What to do: Any picture among the records should be left out, please; retype the rest exactly.

─── Excerpted records

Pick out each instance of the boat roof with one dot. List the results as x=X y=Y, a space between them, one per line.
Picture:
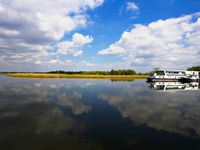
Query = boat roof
x=174 y=70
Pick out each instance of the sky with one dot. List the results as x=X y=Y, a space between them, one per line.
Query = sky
x=46 y=35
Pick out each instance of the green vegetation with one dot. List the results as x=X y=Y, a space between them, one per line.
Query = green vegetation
x=112 y=72
x=194 y=68
x=57 y=75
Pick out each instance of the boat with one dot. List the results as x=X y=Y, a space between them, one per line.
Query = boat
x=173 y=86
x=164 y=75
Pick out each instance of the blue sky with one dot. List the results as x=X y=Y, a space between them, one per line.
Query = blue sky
x=44 y=35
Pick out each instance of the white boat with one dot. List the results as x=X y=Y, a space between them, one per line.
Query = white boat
x=173 y=86
x=173 y=75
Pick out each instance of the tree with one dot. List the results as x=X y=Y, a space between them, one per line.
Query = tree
x=194 y=68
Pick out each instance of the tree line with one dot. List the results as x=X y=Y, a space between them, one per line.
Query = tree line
x=112 y=72
x=194 y=68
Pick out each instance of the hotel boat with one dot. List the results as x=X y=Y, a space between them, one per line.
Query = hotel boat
x=171 y=86
x=163 y=75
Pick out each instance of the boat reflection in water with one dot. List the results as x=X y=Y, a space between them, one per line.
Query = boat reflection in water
x=173 y=86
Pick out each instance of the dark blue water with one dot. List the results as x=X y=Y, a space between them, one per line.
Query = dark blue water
x=62 y=114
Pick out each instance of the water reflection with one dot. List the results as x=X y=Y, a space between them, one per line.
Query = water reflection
x=95 y=114
x=174 y=112
x=173 y=86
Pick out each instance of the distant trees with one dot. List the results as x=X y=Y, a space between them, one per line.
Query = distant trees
x=112 y=72
x=122 y=72
x=194 y=68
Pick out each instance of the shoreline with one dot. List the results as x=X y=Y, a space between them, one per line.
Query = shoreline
x=80 y=76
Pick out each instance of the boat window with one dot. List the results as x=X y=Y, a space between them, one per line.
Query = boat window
x=160 y=72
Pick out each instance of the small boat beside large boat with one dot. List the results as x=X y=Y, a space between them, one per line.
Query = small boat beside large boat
x=163 y=75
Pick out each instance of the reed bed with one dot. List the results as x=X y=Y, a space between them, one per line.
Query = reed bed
x=47 y=75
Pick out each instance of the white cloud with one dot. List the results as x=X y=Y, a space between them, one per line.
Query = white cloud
x=73 y=47
x=28 y=27
x=131 y=6
x=171 y=43
x=79 y=53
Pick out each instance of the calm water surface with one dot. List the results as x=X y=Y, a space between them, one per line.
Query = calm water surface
x=68 y=114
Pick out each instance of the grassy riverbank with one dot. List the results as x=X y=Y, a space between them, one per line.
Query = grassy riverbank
x=50 y=75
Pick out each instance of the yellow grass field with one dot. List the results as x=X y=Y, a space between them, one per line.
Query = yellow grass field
x=48 y=75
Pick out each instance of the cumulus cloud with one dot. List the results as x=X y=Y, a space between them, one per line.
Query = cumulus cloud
x=73 y=47
x=27 y=28
x=131 y=6
x=171 y=43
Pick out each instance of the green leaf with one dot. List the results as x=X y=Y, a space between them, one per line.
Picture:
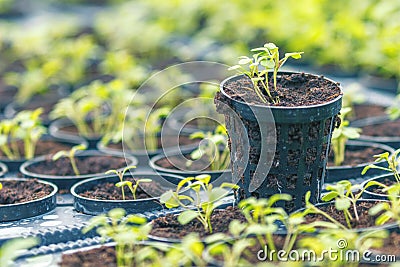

──────

Result of the exercise:
Pick out each instance of the boat roof with one dot. List the results as x=X y=Y, a space between them, one per line.
Picture:
Query = boat roof
x=174 y=70
Pick out each instance of the sky with one dot. List the results as x=X y=Y, a space between them, one per line.
Query = sky
x=46 y=35
Pick out each instance of the green vegetation with one dot. List the results as x=X y=Y, a space between them, one per line.
Query = green vegetation
x=112 y=72
x=194 y=68
x=57 y=75
Pick out each instance of the boat with one dot. List the results as x=X y=Y, a space between them, one per line.
Query = boat
x=173 y=86
x=164 y=75
Pick out each instance of the blue sky with one dot. List the results as x=X y=Y, a space between them, one per line.
Query = blue sky
x=44 y=35
Pick out each instance of the white boat with one dot. List the results as x=X y=Y, a space between them, one per line.
Query = white boat
x=173 y=86
x=173 y=75
Pick out each instance of the tree with one dot. List the results as x=X y=Y, a space between them, one per line.
Query = tree
x=194 y=68
Pick out each instance of the tree line with one dot. List the results as x=X y=Y, a space between them, one per line.
Query = tree line
x=112 y=72
x=194 y=68
Pick out each instance of the hotel boat with one dot. List the results as x=X y=Y, a space between them, one per line.
Query = hotel boat
x=171 y=86
x=163 y=75
Pick out each instance of the boat reflection in water with one dot. List the results as x=X y=Y, a space between them, one per line.
Query = boat reflection in water
x=173 y=86
Pick out each instance of the dark blue water with one dot. List the results as x=X y=Y, a space between them, one per line.
Query = dark blue water
x=62 y=114
Pick out each instance of the water reflection with one dot. List the results as x=X y=Y, a space between them, one per line.
Query = water reflection
x=95 y=114
x=174 y=112
x=173 y=86
Pick out each instance of the distant trees with one dot. List the results as x=X y=Y, a space between them, one per line.
Query = distant trees
x=112 y=72
x=122 y=72
x=194 y=68
Pick out each instance of the shoreline with one dot. List the results as x=X y=Y, a space between them, one per line.
Query = shoreline
x=80 y=76
Pick out each instance of the boat window with one dot. List the results as x=X y=Y, a space between them, one per line.
Query = boat window
x=160 y=72
Pick out each instance of the small boat beside large boat with one dot. List the results as x=X y=Y, a space between them, one per line.
Query = small boat beside large boat
x=163 y=75
Pick out each instance of the reed bed with one dot. List the results as x=X y=Y, a space between them, one per line.
Query = reed bed
x=47 y=75
Pick out each instance of the white cloud with one dot. List the results as x=X y=Y, a space between them, one per line.
Query = white cloud
x=73 y=47
x=28 y=27
x=131 y=6
x=171 y=43
x=79 y=53
Pick out each instance of the calm water surface with one dot. List the results as x=X y=Y, a space between them, one per line.
Query = calm water surface
x=68 y=114
Pick out each instance of the grassy riverbank with one dot. List the results as x=X y=Y, a space between them, one per line.
Query = grassy riverbank
x=50 y=75
Pick out each instance of the yellow grass field with one dot. List the results as x=X y=Y, a space between them, one per line.
Query = yellow grass field
x=48 y=75
Pick out each instance of the cumulus cloud with one dot. List the results as x=X y=Y, a space between them, one per line.
Query = cumulus cloud
x=73 y=47
x=27 y=28
x=131 y=6
x=171 y=43
Pick out each instance of the green leaf with one dot. List the results as x=X y=Y, a space between them, one per line.
Picture:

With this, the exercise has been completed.